- [What to work on] From the first line to the last, please write out the data exactly.

(Source data)
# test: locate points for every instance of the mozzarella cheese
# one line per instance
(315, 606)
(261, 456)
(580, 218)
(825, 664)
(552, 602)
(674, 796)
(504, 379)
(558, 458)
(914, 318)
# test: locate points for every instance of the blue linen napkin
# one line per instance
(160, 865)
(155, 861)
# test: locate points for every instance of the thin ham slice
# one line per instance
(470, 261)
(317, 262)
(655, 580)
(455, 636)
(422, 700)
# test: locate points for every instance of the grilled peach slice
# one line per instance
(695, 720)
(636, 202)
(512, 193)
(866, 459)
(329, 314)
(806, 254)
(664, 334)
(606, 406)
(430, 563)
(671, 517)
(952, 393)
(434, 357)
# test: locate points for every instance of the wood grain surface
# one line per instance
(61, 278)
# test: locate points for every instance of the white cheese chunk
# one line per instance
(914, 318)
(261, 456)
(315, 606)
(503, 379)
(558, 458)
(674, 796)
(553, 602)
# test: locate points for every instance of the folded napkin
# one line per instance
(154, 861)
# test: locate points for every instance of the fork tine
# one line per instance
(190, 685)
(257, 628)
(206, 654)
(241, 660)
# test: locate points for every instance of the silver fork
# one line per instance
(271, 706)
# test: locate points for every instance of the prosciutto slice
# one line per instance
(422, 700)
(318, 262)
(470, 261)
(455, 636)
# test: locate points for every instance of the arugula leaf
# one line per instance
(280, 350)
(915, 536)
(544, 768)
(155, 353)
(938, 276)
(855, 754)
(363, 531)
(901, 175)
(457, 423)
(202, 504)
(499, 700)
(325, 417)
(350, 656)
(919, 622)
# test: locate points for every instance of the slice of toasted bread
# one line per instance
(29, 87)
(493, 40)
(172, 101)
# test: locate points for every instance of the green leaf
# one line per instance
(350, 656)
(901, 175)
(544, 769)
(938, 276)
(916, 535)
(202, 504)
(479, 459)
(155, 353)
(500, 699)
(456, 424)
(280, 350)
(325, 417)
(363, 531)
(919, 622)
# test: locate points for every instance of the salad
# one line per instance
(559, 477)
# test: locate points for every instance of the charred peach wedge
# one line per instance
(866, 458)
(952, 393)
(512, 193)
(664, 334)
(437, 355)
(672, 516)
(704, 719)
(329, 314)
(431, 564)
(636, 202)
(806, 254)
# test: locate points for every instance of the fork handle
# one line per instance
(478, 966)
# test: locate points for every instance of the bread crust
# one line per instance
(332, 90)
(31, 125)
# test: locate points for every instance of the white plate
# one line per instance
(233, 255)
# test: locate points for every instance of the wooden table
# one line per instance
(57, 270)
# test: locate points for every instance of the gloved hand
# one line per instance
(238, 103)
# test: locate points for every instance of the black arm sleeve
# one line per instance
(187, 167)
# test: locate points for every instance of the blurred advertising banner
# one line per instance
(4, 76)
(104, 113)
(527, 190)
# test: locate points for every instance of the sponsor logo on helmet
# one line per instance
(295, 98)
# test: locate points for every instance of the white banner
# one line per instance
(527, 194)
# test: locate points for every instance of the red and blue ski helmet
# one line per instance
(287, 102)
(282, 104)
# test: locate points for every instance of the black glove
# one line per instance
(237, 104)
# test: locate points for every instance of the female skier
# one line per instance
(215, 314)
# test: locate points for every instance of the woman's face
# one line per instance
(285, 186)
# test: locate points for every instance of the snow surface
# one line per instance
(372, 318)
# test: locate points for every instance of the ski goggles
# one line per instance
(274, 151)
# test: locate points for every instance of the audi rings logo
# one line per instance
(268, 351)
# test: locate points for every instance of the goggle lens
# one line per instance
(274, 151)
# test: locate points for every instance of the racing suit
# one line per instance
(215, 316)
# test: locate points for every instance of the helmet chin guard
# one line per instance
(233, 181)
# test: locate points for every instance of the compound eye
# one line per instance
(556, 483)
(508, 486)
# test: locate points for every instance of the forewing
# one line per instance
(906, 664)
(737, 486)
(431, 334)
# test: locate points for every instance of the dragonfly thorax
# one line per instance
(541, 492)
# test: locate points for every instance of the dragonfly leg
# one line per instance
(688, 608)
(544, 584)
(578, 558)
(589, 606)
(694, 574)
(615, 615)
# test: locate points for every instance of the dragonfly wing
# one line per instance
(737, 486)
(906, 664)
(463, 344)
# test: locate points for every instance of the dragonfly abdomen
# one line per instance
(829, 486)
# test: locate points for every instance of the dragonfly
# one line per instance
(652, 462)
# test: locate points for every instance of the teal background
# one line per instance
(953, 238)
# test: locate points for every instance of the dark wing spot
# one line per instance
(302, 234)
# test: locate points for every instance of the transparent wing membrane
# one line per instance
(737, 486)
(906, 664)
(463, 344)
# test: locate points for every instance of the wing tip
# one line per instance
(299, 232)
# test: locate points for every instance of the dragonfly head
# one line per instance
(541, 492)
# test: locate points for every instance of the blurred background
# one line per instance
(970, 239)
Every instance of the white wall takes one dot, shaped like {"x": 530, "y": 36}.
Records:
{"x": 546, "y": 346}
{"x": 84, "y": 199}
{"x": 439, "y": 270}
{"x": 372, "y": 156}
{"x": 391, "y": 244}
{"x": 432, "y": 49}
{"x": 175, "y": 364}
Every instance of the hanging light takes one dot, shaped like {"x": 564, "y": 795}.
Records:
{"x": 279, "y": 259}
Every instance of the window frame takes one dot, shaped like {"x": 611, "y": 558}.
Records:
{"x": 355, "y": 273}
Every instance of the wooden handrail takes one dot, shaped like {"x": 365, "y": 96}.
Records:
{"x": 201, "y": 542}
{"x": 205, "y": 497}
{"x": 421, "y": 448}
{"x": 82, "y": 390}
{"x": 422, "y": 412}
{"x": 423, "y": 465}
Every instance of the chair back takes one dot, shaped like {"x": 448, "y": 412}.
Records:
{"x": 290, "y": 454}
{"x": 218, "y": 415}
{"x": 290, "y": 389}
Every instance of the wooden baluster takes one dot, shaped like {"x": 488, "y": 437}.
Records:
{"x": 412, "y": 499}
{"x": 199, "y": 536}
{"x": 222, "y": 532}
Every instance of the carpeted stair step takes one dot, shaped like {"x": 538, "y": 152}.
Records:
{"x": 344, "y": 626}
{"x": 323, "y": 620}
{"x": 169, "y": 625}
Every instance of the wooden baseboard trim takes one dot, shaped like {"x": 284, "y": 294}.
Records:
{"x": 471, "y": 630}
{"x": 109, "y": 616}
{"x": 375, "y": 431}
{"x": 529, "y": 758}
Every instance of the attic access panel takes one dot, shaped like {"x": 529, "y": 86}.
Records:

- [Solution for this problem]
# test: locate points for every instance of the mozzarella cheese
# one line per instance
(315, 606)
(261, 456)
(580, 218)
(825, 664)
(552, 602)
(674, 796)
(504, 379)
(558, 458)
(914, 318)
# test: locate points for every instance of the blue linen napkin
# one line per instance
(160, 865)
(155, 861)
# test: locate points for every instance of the thin ham slice
# one line per instance
(470, 261)
(317, 262)
(655, 580)
(455, 636)
(422, 700)
# test: locate points for every instance of the grilled peach slice
# one line per instance
(695, 720)
(636, 202)
(512, 193)
(866, 459)
(329, 314)
(806, 254)
(664, 334)
(606, 406)
(430, 563)
(671, 517)
(952, 393)
(434, 357)
# test: locate points for every instance of the wood grain surface
# one line per instance
(61, 278)
# test: locate points for every instance of the white cheese chunk
# one line per instance
(914, 318)
(261, 456)
(315, 606)
(503, 379)
(558, 458)
(674, 796)
(553, 602)
# test: locate points for every instance of the folded napkin
# one line per instance
(154, 861)
# test: locate points for every instance of the fork tine
# one line per instance
(190, 685)
(257, 628)
(206, 654)
(241, 660)
# test: locate points for every instance of the silver fork
# one line per instance
(271, 706)
# test: locate points for every instance of the prosciutto slice
# one line per instance
(422, 700)
(318, 262)
(470, 261)
(455, 636)
# test: locate points for every instance of the arugula leaf
# one line per instance
(280, 350)
(915, 536)
(544, 768)
(155, 353)
(938, 276)
(855, 754)
(363, 531)
(901, 175)
(457, 423)
(202, 504)
(499, 700)
(325, 417)
(350, 656)
(919, 622)
# test: locate points for every instance of the slice of toasted bread
# one line per instance
(29, 87)
(493, 40)
(172, 101)
# test: locate points for every instance of the green leaf
# one line per instance
(350, 656)
(901, 175)
(544, 769)
(938, 276)
(916, 535)
(202, 504)
(479, 459)
(155, 353)
(500, 699)
(456, 424)
(280, 350)
(325, 417)
(363, 531)
(919, 622)
# test: locate points for every instance of the salad
# one line per instance
(559, 477)
# test: locate points for every instance of the charred peach wedge
# one line per instance
(866, 458)
(952, 393)
(512, 193)
(664, 334)
(437, 355)
(672, 516)
(704, 719)
(329, 314)
(431, 564)
(636, 202)
(806, 254)
# test: locate points for every instance of the fork handle
# one line per instance
(478, 966)
# test: locate points for every instance of the bread crust
# one line per instance
(332, 90)
(31, 125)
# test: locate points for every instance of the white plate
# one line per instance
(233, 255)
# test: locate points for every instance of the wooden table
# one line per instance
(57, 270)
# test: locate points for every instance of the gloved hand
# one line per instance
(238, 103)
# test: locate points for every instance of the black arm sleeve
# one line per instance
(187, 167)
# test: locate points for every instance of the blurred advertising banner
# one line per instance
(4, 76)
(104, 113)
(527, 190)
# test: locate points for every instance of the sponsor logo on helmet
# one line per instance
(295, 98)
# test: locate points for every instance of the white banner
# one line per instance
(527, 194)
# test: locate points for every instance of the red and blue ski helmet
# one line per instance
(287, 102)
(282, 104)
# test: locate points for every instance of the black glove
# one line per instance
(237, 104)
# test: locate points for every instance of the female skier
# one line per instance
(215, 314)
# test: locate points for every instance of the woman's face
# one line per instance
(285, 186)
# test: locate points for every instance of the snow surface
# one line per instance
(372, 318)
# test: locate points for every instance of the ski goggles
# one line per instance
(274, 151)
# test: locate points for every instance of the audi rings logo
# one line per instance
(268, 351)
# test: locate points for every instance of the goggle lens
# one line per instance
(274, 151)
# test: locate points for every instance of the racing suit
# one line per instance
(215, 316)
# test: locate points for every instance of the helmet chin guard
# one line per instance
(233, 181)
# test: locate points for every instance of the compound eye
# one line per instance
(556, 483)
(508, 486)
# test: locate points for every instance of the forewing
# one line per instance
(906, 664)
(737, 486)
(431, 334)
# test: locate points for every instance of the dragonfly thorax
# one line per instance
(541, 492)
# test: locate points for every instance of the dragonfly leg
# one line per instance
(688, 608)
(544, 584)
(578, 558)
(589, 606)
(694, 574)
(615, 615)
# test: locate points for every instance of the dragonfly wing
# one line per instance
(737, 486)
(906, 664)
(463, 344)
# test: locate points for every instance of the dragonfly abdomen
# one line per instance
(829, 486)
# test: locate points for every instance of the dragonfly
# one line per instance
(652, 462)
# test: locate points for every instance of the teal background
# one line per instance
(953, 238)
# test: locate points for every instance of the dark wing spot
# one line per instance
(302, 234)
# test: locate points for every instance of the transparent wing membrane
# one line per instance
(737, 486)
(906, 664)
(463, 344)
# test: locate points for every instance of the wing tip
# one line per instance
(299, 232)
# test: locate points for every instance of the dragonfly head
# one line per instance
(541, 492)
# test: locate points for every instance of the blurred background
# one line per instance
(970, 239)
Every instance of the white wall takes one dot, shaped like {"x": 530, "y": 36}.
Records:
{"x": 546, "y": 346}
{"x": 84, "y": 199}
{"x": 439, "y": 270}
{"x": 372, "y": 156}
{"x": 391, "y": 244}
{"x": 432, "y": 49}
{"x": 175, "y": 364}
Every instance of the hanging light takes one dot, shaped like {"x": 564, "y": 795}.
Records:
{"x": 279, "y": 259}
Every instance of the window frame takes one dot, shaped like {"x": 611, "y": 558}.
Records:
{"x": 355, "y": 273}
Every instance of the wooden handrail takes one dot, shaped like {"x": 365, "y": 96}.
Records:
{"x": 201, "y": 542}
{"x": 205, "y": 497}
{"x": 421, "y": 448}
{"x": 82, "y": 390}
{"x": 422, "y": 412}
{"x": 423, "y": 465}
Every instance of the chair back takes one dot, shaped like {"x": 448, "y": 412}.
Records:
{"x": 290, "y": 454}
{"x": 218, "y": 415}
{"x": 290, "y": 389}
Every instance of the wooden baluster takes one dot, shaped like {"x": 488, "y": 437}.
Records:
{"x": 412, "y": 499}
{"x": 199, "y": 536}
{"x": 222, "y": 532}
Every instance of the carpeted stair step takes one dot, shaped like {"x": 538, "y": 152}.
Records:
{"x": 344, "y": 626}
{"x": 323, "y": 620}
{"x": 169, "y": 625}
Every instance of the wooden baseboard trim takes one dot, shaped like {"x": 284, "y": 294}.
Records:
{"x": 471, "y": 630}
{"x": 109, "y": 616}
{"x": 375, "y": 431}
{"x": 529, "y": 758}
Every instance of the attic access panel takes one dot, shaped like {"x": 529, "y": 86}.
Records:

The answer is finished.